_DOCUMENT SECTION:_
_ _ _ _ _
This ground has wholly failed to attract the sympathetic attention of this Tribunal. The letter of 8 December itself offers ample support for the approach of the Tribunal. We cite its penultimate paragraph in which Mrs Owen herself sets out that which has driven her to write a letter and it is to be noted that a refusal to give her work is put prominently. Further that than that the finding by the Tribunal on this point is essentially a matter of fact for that Tribunal based upon the evidence. It cannot be said in any way that it was a perverse finding. Again despite Mr Flood's advocacy, we cannot act upon that particular ground.
"Granted we did not actively seek to make adjustments as required by section 6 but had we sought to make them there were none such that would objectively reasonable to make."
His further argument runs as follows:
"Their decisions as to what was objectively reasonable depend upon the facts as found and there was a conspicuous absence of fact finding at least in terms as can be seen by reference to the Extended Reasons. There are in the Extended Reasons no specific facts found as the amount of heavy lifting involved in this occupation. Nor is there any specific finding as the extent of significance of any disability."
He further submits that implication of any adjustments in terms of the safety of fellow employees and reorganisation are not discussed, notwithstanding the requirements of section 6(4). All this means, he submits, that the present conclusions cannot be sustained, that the appeal must be allowed and that there must be a re hearing.
"The Tribunal conclude and find that in the shop where the applicant worked a system could have been devised where the applicant did not have to lift heavy objects. It was her dominant right hand which was affected but her left hand was unaffected. She could have spent more time on serving whilst colleagues shared any additional lifting tasks which could not be undertaken by the applicant."
"The Tribunal erred in making a finding of fact that there were 60 administrative staff employed at the Appellant's Head Office. The evidence given to the Tribunal was that there were 5 or 6. The potential relevance of this error is that the Decision of the Tribunal makes criticism of the Appellant for failing to consider moving the Respondent to an administrative role."
_ _ _ _ _
_RECORDS SHOWN:_
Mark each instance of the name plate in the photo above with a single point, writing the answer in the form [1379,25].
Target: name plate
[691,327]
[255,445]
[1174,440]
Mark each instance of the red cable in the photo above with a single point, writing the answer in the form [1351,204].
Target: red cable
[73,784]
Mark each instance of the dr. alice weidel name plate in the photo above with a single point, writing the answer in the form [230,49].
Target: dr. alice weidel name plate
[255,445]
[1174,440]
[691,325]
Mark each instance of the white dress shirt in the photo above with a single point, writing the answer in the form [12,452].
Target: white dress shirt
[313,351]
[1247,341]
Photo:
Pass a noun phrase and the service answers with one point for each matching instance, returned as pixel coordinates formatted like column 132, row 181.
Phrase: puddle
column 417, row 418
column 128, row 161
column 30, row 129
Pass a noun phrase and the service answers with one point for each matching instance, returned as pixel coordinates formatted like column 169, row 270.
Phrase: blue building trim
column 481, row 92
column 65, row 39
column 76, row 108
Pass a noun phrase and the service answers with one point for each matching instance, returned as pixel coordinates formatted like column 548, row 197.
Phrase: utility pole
_ _ _ _ _
_PROBLEM REQUIREMENTS:_ Resume the employment tribunal appeal judgment that comes before the data, starting after its final sentence.

_ANSWER TO THIS PROBLEM:_
As was pointed out by Mr Norman in the course of the hearing, perusal of the Chairman's notes has served to show that there was indeed evidence before the Chairman that some 120 out of 180 employees worked in the shops. Granted that the balance of 60 may not have been strictly engaged in administrative duties, but the point that the Tribunal was making, namely that there was scope for movement of personnel out of the shops into other parts of this organisation, was plainly open to it and there is in our view nothing in this point at all.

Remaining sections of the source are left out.